(The problem): Output the data below exactly. Leave nothing out.

(Point localization data):
━━━━━━━━━━━━━━━━━━━━━━━━━━━━━━
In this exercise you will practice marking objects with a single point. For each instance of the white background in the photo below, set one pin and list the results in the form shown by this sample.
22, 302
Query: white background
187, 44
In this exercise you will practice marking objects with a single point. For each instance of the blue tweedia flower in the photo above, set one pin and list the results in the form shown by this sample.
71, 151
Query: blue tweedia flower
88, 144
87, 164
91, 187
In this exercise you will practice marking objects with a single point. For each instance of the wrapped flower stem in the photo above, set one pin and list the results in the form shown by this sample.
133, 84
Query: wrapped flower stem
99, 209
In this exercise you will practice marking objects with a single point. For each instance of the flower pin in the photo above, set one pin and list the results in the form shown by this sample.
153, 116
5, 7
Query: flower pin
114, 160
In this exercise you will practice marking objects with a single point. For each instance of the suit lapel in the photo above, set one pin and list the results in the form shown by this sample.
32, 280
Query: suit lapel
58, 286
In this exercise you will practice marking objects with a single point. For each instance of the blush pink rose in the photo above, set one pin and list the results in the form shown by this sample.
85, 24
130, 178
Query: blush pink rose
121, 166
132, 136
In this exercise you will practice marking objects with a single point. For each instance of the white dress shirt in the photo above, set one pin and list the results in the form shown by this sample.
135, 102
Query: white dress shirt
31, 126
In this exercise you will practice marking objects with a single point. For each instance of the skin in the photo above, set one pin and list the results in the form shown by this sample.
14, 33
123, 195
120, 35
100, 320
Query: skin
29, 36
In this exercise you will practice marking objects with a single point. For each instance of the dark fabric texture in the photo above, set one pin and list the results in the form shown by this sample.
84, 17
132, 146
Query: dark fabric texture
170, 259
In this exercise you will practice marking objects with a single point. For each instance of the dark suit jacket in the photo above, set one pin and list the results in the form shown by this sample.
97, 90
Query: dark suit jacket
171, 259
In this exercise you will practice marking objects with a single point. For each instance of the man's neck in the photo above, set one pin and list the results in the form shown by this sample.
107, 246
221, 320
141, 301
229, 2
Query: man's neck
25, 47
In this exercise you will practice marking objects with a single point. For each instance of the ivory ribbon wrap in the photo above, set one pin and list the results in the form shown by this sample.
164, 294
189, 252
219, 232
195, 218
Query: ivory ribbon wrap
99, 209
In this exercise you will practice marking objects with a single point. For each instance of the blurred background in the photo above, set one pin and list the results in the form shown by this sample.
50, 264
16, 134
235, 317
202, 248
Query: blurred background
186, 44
━━━━━━━━━━━━━━━━━━━━━━━━━━━━━━
(Response to the task):
In this exercise you will practice marking objects with a single point. For each instance of the white background in the photo below, set one pin and list the results in the form shown by this sample.
22, 302
Query: white background
187, 44
In this exercise you will practice marking objects with a single point. For each instance of the blue tweedia flower in the photo above, set one pin and list the results in the form shown by this sample.
71, 151
Query: blue tweedia flower
88, 144
87, 164
91, 187
In this exercise you will practice marking objects with a single point. For each instance of the wrapped flower stem in the photo above, set one pin and list the results in the form shown by this sample.
133, 84
Query: wrapped flower stem
99, 209
In this exercise you will practice marking objects with a single point. For each instance of the flower pin in the photo above, set one pin and list the results in the form shown by this sample.
153, 116
5, 7
Query: flower pin
114, 160
In this exercise you will practice marking objects with a single point. For each instance of the suit lapel in the photo above, set one pin and list the results in the form shown by this sample.
32, 280
Query: suit lapel
58, 286
In this exercise you will practice marking objects with a single point. For each instance of the blush pink rose in the photo above, set one pin and list the results in the form shown by this sample.
85, 24
130, 178
Query: blush pink rose
121, 166
132, 136
In this exercise you will practice marking objects with a single point. For each instance of the white dress shirt in the photo above, set one pin and list the results in the form shown by this sample.
135, 102
Query: white dress shirt
31, 126
In this exercise you will practice marking objects with a single point. For each instance of the skin in the photo above, set one pin and list the results in the form shown by this sample.
14, 33
123, 195
120, 35
100, 320
Query: skin
29, 36
In this exercise you will practice marking objects with a single point. For each instance of the dark fabric texture in the photo above, set one pin and list the results in the form shown by this sample.
84, 17
132, 146
Query: dark fabric texture
170, 259
In this exercise you will practice marking objects with a single point. For each instance of the dark suit jacket in the photo above, set one pin and list the results in the form shown by this sample.
97, 90
Query: dark suit jacket
171, 259
In this exercise you will practice marking objects with a single point. For each instance of the man's neck in the photo above, set one pin and list the results in the form shown by this sample.
107, 246
221, 320
141, 301
229, 2
Query: man's neck
25, 47
In this exercise you will practice marking objects with a single point. For each instance of the ivory ribbon wrap in the photo above, set one pin and list the results in the form shown by this sample.
164, 294
189, 252
219, 232
195, 218
Query: ivory ribbon wrap
99, 209
In this exercise you will practice marking objects with a single point. For each instance of the blurred background in the photo above, set one pin and list the results in the form shown by this sample.
50, 264
16, 134
235, 317
202, 248
Query: blurred background
186, 44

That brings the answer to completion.